§ **Task statement**
Reproduce the rows below as a Markdown table with the columns "Number" and "Line": one line per table row, numbered in order, with blank lines omitted. Leave the pictures out.

§ **The data**
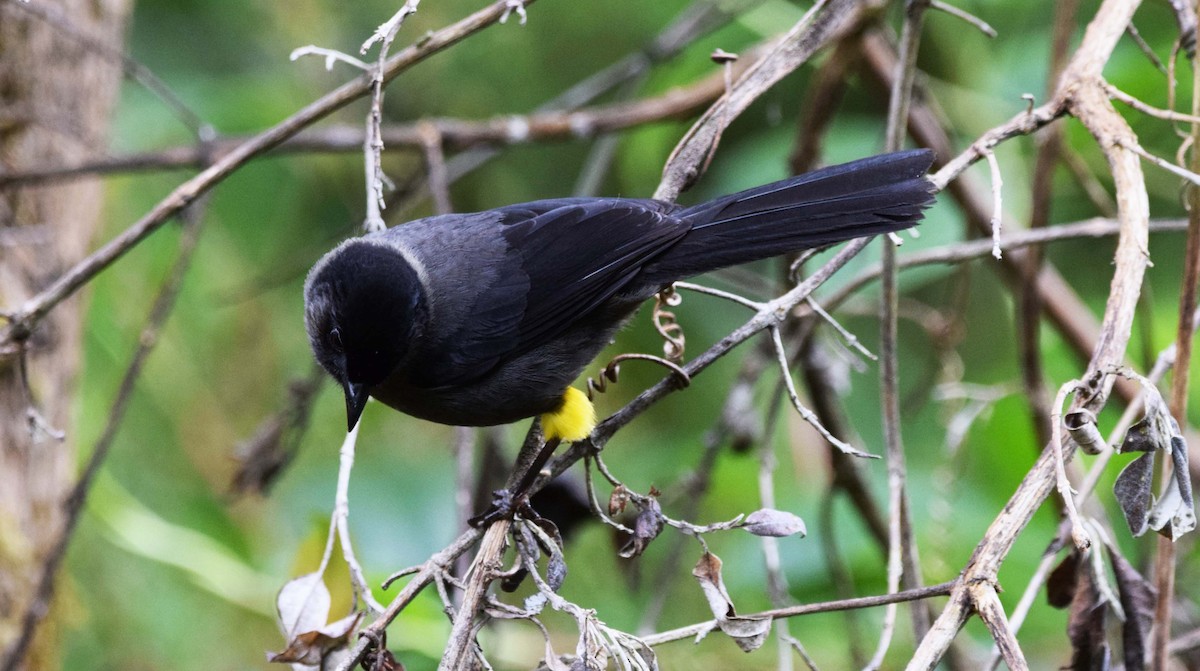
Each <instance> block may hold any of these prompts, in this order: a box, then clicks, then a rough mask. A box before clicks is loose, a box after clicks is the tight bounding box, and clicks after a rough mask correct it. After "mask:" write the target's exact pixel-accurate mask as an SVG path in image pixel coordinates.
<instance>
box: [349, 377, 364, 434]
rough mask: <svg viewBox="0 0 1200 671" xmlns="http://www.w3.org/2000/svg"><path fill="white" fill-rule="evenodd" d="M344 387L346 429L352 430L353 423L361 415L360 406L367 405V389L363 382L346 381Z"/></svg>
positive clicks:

§ **Exercise response**
| Number | Line |
|---|---|
| 1 | Each <instance> block may hold any of these prompts, in this order: a box, then clicks, then a rough mask. A box before clicks is loose, a box after clicks is the tight bounding box, and clicks after a rough mask correct it. After "mask:" write the target's exact pixel-accurate mask as an SVG path in image pixel coordinates. |
| 2 | <instance> |
| 3 | box: [349, 377, 364, 434] |
| 4 | rough mask: <svg viewBox="0 0 1200 671" xmlns="http://www.w3.org/2000/svg"><path fill="white" fill-rule="evenodd" d="M344 387L346 429L352 430L353 423L361 415L360 406L367 405V389L363 382L346 381Z"/></svg> |
| 5 | positive clicks: |